====== Reading text

Saturday, June 18, 2011

On Yoga, Fukishima and Waking Up

To all yoga practitioners, whether you call it yoga practice, or by it's more common name "Life”

You are a master of Prakrti (everything manifest), you’ve just forgotten.  In the face of adversity you have only to remember your being-ness more intrinsic than the dis-ease of the mental plane, and from this connectedness radiate healing and unconditional love from your source.  It's that simple.

For most of us maintaining this awareness as a constant waking state is challenging.  It is easy to slip into identification with ego, body, mind.  This false identification is not without cost.  Identification with ego, body, mind has a specific "medicinal" affect on our body and bodies (physical, mental, emotional and subtle). In the physical body it is oxidizing, experienced as tight muscles, injury or disease.  The corresponding subtle aspects can be harder to describe.  For a practitioner however the greatest cost is that false identification with perceived limitations lulls us deeper to sleep.

Most of us remain in a profound waking sleep even as we move through our daily lives.  Though our physical body is located right here right now, we experience not what this is, but what the mind thinks it is; the dream of past, future, judgement and preference.  If we have a daily practice of awareness we may catch glimpses of right now, not as we think it is, but as direct perception.

I have sensed much discomfort/resistance to the relatively new consciousness arising about nuclear power, waste, radiation and its affect on us... that is every-body.   I have heard in our discourse, a sense of helplessness, seen in our actions a desire to bury our heads in the sand, to not know.  It can be easy to not want to look at what this is and instead focus on things that are more "relevant".  It could be though that how we collectively choose to address this situation is the most relevant.  As scary and confusing as what we face may seem, as practitioners what is at stake here is bigger than radiation, health, life or death.

============
====== Entries supplied

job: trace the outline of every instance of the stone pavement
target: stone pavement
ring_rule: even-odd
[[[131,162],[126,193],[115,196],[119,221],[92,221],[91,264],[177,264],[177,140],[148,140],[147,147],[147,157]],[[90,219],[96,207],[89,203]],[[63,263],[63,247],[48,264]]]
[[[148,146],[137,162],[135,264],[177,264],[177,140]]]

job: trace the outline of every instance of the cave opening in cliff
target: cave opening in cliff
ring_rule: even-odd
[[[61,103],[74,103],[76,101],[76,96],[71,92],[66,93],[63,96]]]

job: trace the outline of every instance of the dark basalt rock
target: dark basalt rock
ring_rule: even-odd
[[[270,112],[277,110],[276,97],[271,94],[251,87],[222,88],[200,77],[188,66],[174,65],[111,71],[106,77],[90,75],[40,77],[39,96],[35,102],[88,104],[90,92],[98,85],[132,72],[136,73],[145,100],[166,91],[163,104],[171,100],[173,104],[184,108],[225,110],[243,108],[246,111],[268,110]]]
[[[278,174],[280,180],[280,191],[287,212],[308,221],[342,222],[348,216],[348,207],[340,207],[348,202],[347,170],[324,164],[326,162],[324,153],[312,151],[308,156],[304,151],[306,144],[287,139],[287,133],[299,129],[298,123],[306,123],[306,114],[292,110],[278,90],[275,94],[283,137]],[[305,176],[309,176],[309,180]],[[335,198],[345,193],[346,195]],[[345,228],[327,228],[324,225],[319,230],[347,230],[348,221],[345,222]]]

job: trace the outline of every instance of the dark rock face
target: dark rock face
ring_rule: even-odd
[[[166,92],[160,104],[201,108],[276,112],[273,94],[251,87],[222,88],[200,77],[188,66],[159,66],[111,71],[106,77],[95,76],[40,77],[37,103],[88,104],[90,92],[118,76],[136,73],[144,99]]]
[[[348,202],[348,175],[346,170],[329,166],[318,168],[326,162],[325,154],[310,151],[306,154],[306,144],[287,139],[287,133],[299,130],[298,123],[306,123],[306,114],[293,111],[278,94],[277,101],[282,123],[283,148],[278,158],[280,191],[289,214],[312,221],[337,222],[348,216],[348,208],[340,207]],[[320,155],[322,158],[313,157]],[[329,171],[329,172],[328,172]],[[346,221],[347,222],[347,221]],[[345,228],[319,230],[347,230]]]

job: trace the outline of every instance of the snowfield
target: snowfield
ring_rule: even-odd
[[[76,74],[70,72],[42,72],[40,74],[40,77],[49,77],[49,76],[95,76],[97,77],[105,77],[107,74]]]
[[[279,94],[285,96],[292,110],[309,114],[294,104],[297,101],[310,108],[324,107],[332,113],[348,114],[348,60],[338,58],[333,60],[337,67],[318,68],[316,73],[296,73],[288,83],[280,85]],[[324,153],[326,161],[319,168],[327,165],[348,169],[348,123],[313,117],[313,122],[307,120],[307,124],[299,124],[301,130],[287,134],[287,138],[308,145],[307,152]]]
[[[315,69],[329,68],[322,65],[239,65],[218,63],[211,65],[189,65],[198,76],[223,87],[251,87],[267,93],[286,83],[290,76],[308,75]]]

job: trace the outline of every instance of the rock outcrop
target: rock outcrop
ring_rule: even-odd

============

*About this task*: According to the post on yoga and waking up, how is identification with ego, body, mind experienced in the physical body?

*Response below*: As tight muscles, injury or disease.